**Excerpted text**

----

The Na+/Ca2+, K+ exchanger 2 modulates mammalian cone phototransduction

Calcium ions (Ca²⁺) modulate the phototransduction cascade of vertebrate cone photoreceptors to tune gain, inactivation, and light adaptation. In darkness, the continuous current entering the cone outer segment through cGMP-gated (CNG) channels is carried in part by Ca²⁺, which is then extruded back to the extracellular space. The mechanism of Ca²⁺ extrusion from mammalian cones is not understood. The dominant view has been that the cone-specific isoform of the Na⁺/Ca²⁺, K⁺ exchanger, NCKX2, is responsible for removing Ca²⁺ from their outer segments. However, indirect evaluation of cone function in NCKX2-deficient (Nckx2^-/-) mice by electroretinogram recordings revealed normal photopic b-wave responses. This unexpected result suggested that NCKX2 may not be involved in the Ca²⁺ homeostasis of mammalian cones. To address this controversy, we examined the expression of NCKX2 in mouse cones and performed transretinal recordings from Nckx2^-/- mice to determine the effect of NCKX2 deletion on cone function directly. We found that Nckx2^-/- cones exhibit compromised phototransduction inactivation, slower response recovery and delayed background adaptation. We conclude that NCKX2 is required for the maintenance of efficient Ca²⁺ extrusion from mouse cones. However, surprisingly, Nckx2^-/- cones adapted normally in steady background light, indicating the existence of additional Ca²⁺-extruding mechanisms in mammalian cones.

----

**Data to examine**
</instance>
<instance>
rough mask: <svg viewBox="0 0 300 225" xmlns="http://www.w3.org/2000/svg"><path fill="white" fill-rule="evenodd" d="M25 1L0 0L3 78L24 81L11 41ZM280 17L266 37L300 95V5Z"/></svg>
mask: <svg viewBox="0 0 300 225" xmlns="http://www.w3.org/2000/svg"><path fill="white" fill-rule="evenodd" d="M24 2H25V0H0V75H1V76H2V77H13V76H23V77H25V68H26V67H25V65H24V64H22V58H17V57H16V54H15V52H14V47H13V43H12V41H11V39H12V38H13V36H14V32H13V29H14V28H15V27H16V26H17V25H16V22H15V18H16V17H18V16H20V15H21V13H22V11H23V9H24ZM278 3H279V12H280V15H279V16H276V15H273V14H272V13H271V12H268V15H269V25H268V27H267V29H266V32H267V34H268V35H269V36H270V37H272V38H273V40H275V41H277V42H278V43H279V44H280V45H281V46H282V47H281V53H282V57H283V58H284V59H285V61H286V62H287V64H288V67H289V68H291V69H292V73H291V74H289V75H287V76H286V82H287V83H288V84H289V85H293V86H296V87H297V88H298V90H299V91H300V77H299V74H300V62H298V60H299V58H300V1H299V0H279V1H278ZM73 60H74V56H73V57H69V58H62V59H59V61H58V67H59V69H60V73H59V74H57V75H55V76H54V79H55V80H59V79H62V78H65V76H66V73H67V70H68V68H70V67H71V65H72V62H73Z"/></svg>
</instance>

----

**Exercise**
List every defect that the abstract on NCKX2 and cone phototransduction reports finding in Nckx2^-/- cones.

**Task answer**
- Compromised phototransduction inactivation
- Slower response recovery
- Delayed background adaptation